Document segment:
※ ※ ※

The first script we wrote was to connect to the Instagram API through an access token and download information for images uploaded. We restricted ourselves to images that had the hash tag #me, which we assumed would contain photos of a person. We also restricted ourselves to images that are online for at least a month to allow it to have enough likes. Unfortunately, this metadata did not have user information – most importantly, the number of followers a user had. We needed this information to normalize the likes of a photo. Instead of just the number of likes, if we could get the ratio of the no. of likes to the no. of views, that would give us a better estimate of how popular an image was. The no. of views could roughly be quantified by the no. of followers a user has.
Next, we got a unique list of users from the image information. We had to get the user information for each of these users from another endpoint which contained the no. of followers a user had. For this endpoint, Instagram permits 5000 API hits per access token. In order to parallelize the process, we collected multiple access tokens by setting up the OAuth protocol and asking our friends to login. Our first attempt used the requests library in Python to interact with the API. But requests in python is synchronous which means the execution is blocked until the server responds. So if you want to make thousand requests, you will have to do one request after the other one. Each request was taking approximately 1 second, which means it would take days to collect enough data.
Considering this limitation, we started exploring non-blocking I/O libraries like Node.js. Node.js provides an event-driven architecture and a non-blocking I/O. Using Node.js, we were able to hit the API much faster. We collected information of 100000 users.

※ ※ ※

Supplied material:

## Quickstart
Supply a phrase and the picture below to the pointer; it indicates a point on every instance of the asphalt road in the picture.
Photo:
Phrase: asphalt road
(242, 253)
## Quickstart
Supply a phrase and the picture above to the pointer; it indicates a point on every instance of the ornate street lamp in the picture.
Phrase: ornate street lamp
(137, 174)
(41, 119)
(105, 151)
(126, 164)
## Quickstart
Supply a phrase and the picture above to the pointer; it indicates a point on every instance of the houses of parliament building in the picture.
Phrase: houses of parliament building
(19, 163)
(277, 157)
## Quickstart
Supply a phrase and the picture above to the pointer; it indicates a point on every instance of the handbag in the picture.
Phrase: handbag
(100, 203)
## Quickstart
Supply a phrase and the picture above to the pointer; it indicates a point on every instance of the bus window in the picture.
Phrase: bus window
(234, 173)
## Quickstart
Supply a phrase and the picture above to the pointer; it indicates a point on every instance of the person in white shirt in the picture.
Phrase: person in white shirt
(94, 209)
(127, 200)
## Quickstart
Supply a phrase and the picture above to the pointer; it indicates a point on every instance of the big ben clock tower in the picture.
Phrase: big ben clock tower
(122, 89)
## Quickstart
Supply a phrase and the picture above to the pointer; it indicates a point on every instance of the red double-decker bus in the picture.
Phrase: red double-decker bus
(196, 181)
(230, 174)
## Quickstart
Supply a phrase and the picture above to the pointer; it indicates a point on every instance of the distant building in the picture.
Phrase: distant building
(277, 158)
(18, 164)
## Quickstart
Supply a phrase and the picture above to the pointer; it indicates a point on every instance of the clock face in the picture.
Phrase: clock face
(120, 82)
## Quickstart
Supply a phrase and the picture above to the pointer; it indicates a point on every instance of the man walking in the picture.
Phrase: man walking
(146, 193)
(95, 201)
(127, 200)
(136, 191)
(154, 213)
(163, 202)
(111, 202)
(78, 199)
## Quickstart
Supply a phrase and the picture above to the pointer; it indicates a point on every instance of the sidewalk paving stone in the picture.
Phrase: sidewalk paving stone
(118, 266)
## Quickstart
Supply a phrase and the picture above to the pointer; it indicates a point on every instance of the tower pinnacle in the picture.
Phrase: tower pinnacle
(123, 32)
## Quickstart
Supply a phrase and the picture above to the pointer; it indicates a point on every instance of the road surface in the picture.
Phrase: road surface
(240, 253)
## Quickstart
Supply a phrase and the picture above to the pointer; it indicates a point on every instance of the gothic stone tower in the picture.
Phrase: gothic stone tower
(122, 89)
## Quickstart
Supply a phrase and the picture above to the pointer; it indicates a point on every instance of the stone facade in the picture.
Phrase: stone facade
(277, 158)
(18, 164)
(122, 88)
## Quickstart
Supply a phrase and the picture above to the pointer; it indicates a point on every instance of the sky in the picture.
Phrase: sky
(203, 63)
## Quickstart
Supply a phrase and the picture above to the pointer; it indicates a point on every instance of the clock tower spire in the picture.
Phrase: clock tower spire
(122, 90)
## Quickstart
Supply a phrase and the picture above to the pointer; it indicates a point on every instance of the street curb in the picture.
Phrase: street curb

※ ※ ※

Directive 1:
Reproduce the section of the Instagram data-collection passage that opens with the words containing "The first script" and closes with "a user has.".
Directive 2:
Answer these questions using the Instagram data-collection passage above the listing:
(a) Which hash tag were the downloaded images restricted to?
(b) How many API hits per access token does Instagram permit for the endpoint with follower counts?
(c) Information on how many users was collected?

Full solution 1:
The first script we wrote was to connect to the Instagram API through an access token and download information for images uploaded. We restricted ourselves to images that had the hash tag #me, which we assumed would contain photos of a person. We also restricted ourselves to images that are online for at least a month to allow it to have enough likes. Unfortunately, this metadata did not have user information – most importantly, the number of followers a user had. We needed this information to normalize the likes of a photo. Instead of just the number of likes, if we could get the ratio of the no. of likes to the no. of views, that would give us a better estimate of how popular an image was. The no. of views could roughly be quantified by the no. of followers a user has.

Full solution 2:
(a) #me
(b) 5000
(c) 100000